§ What to work on:
a: Retype the passage of the Golden Compass review from "Based on Philip" to "all things good." with no changes.
b: Pick up the review of The Golden Compass after its last sentence and keep writing it.

New Line Home Entertainment
Cast: Nicole Kidman, Sam Elliott, Ian McKellen, Daniel Craig
Extras: Commentary Track, Video Commentary, Featurettes, Trailers, Photo Gallery
When New Line touches a project on DVD it is usually a warrant for high quality. In all the years I've been reviewing DVD, I have yet to come across anything but a stellar release. As the studio ramps up its high definition efforts on Blu-Ray, hopes are accordingly high and I was eagerly anticipating the release of their latest fantasy epic, "The Golden Compass."
Based on Philip Pullman's novel, "The Golden Compass" is the first in a trilogy of books that take us into a world of magic. Here, witches soar the skies on their brooms, strange creatures coexist with man, animals can talk and evil schemes against all things good.
When her uncle Asriel (Daniel Craig) decides to travel to the North Pole to study a strange phenomenon, Lyra (Dakota Blue Richards) wants to join him – but wouldn't let her. Frustrated, the young orphan tries to revolt but the enchanting Mrs. Coulter (Nicole Kidman) offers her a chance to travel north as her personal assistant. Gladly the girl accepts. While friends begin to disappear around her she prepares for the trip, equipped also with the Golden Compass, a strange device that could spell doom if it falls into the wrong hands. Soon however she finds out that the initially charming Mrs. Coulter is anything but friendly. Lyra escapes form her clutches and tries to make it to the North Pole on her own. Her first step is to find help in some of the locals, including Iorek Byrnison, a fearsome polar bear determined to pay back the injustice done to him by his own kind.

§ Supplied data:
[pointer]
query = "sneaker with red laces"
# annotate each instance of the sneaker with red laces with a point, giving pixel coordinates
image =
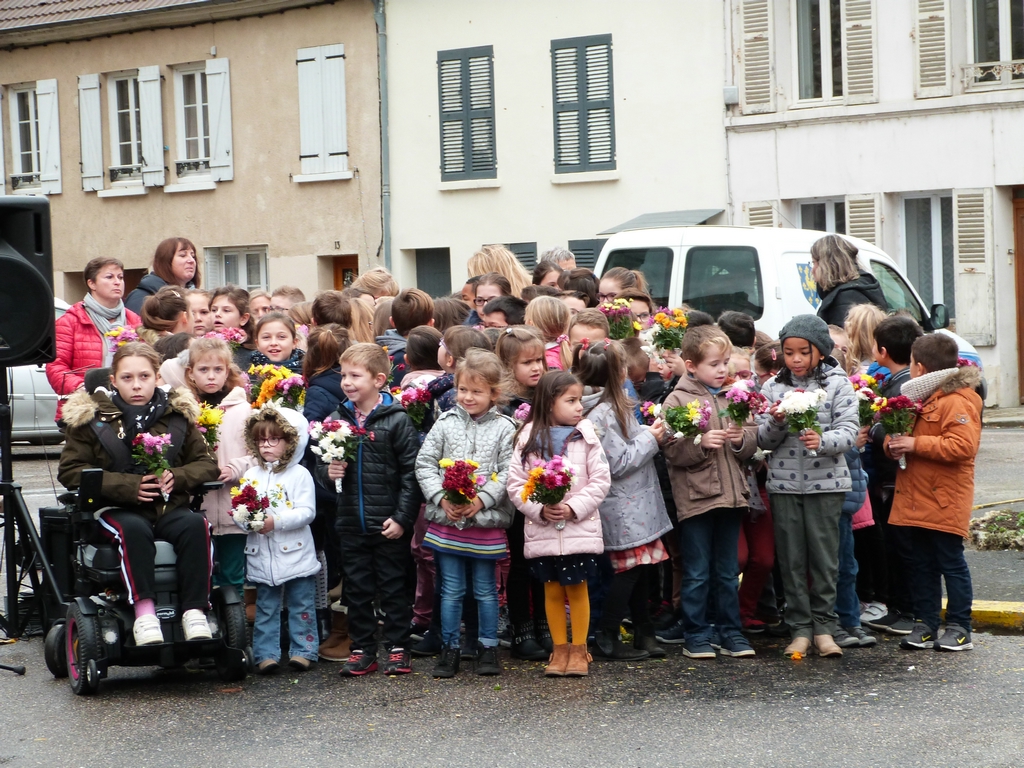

§ Answers by task:
a:
Based on Philip Pullman's novel, "The Golden Compass" is the first in a trilogy of books that take us into a world of magic. Here, witches soar the skies on their brooms, strange creatures coexist with man, animals can talk and evil schemes against all things good.

b:
"The Golden Compass" is an epic story that doesn't spend a lot of time dawdling to set up background story. After only a few short minutes the story pulls the viewer into a maelstrom of events that propel the story forward and into its magical world. Adapted from a children's book, the story is not as complex as it may seem though I found some of the themes a bit grown-up for children's books. Nonetheless the story works wonderfully and the movie's great visual effects bring to life an enchanting world full of suspense, adventure and action.
I was not familiar with the books and as such I was taken by surprise by the film's open-endedness. I am sure many viewers will feel the same way. In a sense, the movie seems to end in the middle of the story. One the one hand this is a good thing as it make you want to see more, setting up the sequel quite nicely. On the other hand it leaves you staring at the screen going "What?" at the unsatisfactory ending of the film.
All that aside however, "The Golden Compass" is a magical movie that features great characters. Nicole Kidman's icy performance as Mrs. Coulter is surpassed only by Sam Elliott's wonderfully warm Lee Scoresby, and, of course, Sir Ian McKellen's voice talents as the mighty polar bear Iorek.
As soon as you pop this disc in your Blu-Ray player you will be treated to nothing but the best. The film features an incredibly detailed transfer that is unbelievably sharp. However, one has to keep in mind that the film also has a rather "synthetic" and stylized look. It is easy to mistake the smooth silkiness of some of the shots for lack of detail when in fact it was clearly an artistic decision. Especially in the movie's close-ups of the characters you will notice a look that resembles magazine glamour shots. This idealized look may not be everyone's bag, but for what it is, it has been done wonderfully well.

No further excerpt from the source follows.